### AUFGABENSTELLUNG
- A) Gib den Teil des Textes über Formgedächtnislegierungen wieder, der mit den Worten "Insbesondere die Formgedächstnislegierungen" beginnt und mit "und kostengünstigen Antrieben." schließt. Benenne darin "Massenproduktion" in "Serienfertigung" um.
- B) Welche Gegenstände nennt der Text über Formgedächtnislegierungen in seinem Demonstrationsbeispiel? Zähle alle auf.

### VORLIEGENDER TEXT

━━━━━━

Insbesondere die Formgedächstnislegierungen haben noch Entwicklungsmöglichkeiten im Maschinen- und Anlagenbau, beispielsweise bei der Massenproduktion von kleinen und kostengünstigen Antrieben.

Formgedächtnislegierungen gehören zu der Gruppe der intelligenten Materialien. Diese Legierungen können sich, einmal verformt, an ihre vormalige Gestalt erinnern, wenn ihnen thermische Energie zuführt wird. Das Demonstrationsbeispiel hierzu ist eine Büroklammer aus Drähten dieser Legierung. Wird sie mechanisch verformt, nimmt sie nach dem Erwärmen in einem Wasserbad wieder ihre ursprüngliche Form an. Durch ihre Eigenschaften bieten sich Formgedächtnislegierungen als Querschnittstechnik in vielen Technikdisziplinen an. An ihnen wurden Aktor- und Sensorfunktionen ausgemacht. Insbesondere Legierungen aus den Elementen Nickel und Titan zeigen den Formgedächtniseffekt besonders ausgeprägt. Im Laborjargon werden die Legierungen mit den interessanten Eigenschaften Nitinol genannt.

━━━━━━

### AUSZÜGE AUS ZEILEN
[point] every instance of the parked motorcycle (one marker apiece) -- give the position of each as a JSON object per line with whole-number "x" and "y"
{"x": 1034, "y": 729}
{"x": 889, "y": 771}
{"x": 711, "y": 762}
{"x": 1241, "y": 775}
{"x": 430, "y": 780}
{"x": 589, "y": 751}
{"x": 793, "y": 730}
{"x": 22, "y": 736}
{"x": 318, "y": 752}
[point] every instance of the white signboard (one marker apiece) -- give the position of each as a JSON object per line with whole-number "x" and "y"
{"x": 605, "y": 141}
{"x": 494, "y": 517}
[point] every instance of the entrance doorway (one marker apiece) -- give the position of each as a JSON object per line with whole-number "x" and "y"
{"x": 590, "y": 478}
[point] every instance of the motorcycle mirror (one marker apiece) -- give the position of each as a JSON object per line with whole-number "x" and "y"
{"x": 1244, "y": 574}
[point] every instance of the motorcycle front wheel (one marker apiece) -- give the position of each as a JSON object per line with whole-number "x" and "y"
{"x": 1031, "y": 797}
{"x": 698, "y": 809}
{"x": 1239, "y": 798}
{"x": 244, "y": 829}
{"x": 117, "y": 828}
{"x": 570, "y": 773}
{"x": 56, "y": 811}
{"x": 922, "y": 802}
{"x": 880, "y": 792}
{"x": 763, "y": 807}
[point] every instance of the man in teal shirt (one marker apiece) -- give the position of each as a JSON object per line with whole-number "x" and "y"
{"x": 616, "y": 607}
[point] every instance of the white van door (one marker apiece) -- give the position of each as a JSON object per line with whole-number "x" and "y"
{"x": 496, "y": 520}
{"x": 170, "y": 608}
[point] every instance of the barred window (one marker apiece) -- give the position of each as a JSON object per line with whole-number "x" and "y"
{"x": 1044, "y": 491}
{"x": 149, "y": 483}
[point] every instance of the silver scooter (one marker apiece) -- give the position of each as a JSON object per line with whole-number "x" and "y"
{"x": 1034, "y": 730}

━━━━━━

### ANTWORTEN
- A)
Insbesondere die Formgedächstnislegierungen haben noch Entwicklungsmöglichkeiten im Maschinen- und Anlagenbau, beispielsweise bei der Serienfertigung von kleinen und kostengünstigen Antrieben.

- B) Büroklammer, Drähte, Wasserbad